Given data —
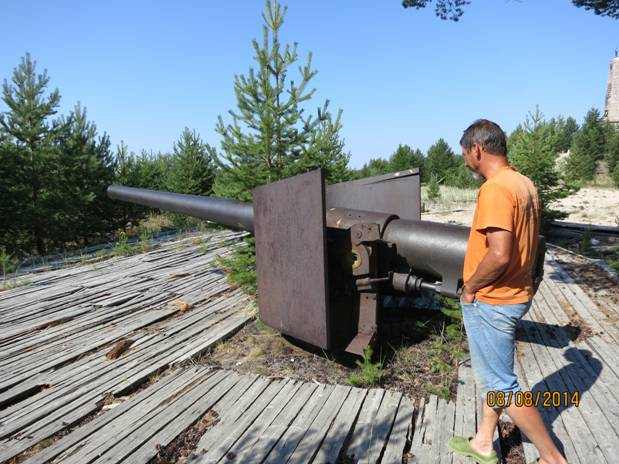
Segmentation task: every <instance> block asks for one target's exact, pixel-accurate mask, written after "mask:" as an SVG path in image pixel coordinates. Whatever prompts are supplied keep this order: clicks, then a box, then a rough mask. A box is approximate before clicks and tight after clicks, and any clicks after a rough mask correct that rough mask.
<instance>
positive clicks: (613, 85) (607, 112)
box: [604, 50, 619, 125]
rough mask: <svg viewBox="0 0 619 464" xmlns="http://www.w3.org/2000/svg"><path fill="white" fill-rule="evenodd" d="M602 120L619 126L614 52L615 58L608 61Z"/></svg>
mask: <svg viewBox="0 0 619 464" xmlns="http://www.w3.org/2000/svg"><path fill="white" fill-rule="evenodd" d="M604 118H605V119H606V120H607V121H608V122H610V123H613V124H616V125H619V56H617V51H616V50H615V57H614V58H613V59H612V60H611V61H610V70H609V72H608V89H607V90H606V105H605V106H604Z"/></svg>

* * *

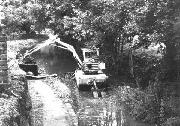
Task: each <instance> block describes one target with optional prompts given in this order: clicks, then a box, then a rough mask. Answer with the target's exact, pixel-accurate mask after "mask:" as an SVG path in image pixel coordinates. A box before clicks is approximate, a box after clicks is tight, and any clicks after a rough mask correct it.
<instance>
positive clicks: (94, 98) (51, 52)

To do —
What you give back should be exactly the lines of the data above from the line with "Segmentation task: every" through the line with "box: [604, 50, 619, 125]", both of those included, and nothing more.

Finished task —
Segmentation task: every <instance> block asks for one target's exact, pixel-accurate mask, written after "mask:" as an SVG path in image pixel coordinates. Whatever prompts are supplied keep this order: clicks, then a box, then a rough mask. A box is approximate before clicks and tight after clicks, and any clicks after a rough mask correct that rough mask.
<instance>
positive clicks: (613, 85) (607, 112)
box: [604, 50, 619, 125]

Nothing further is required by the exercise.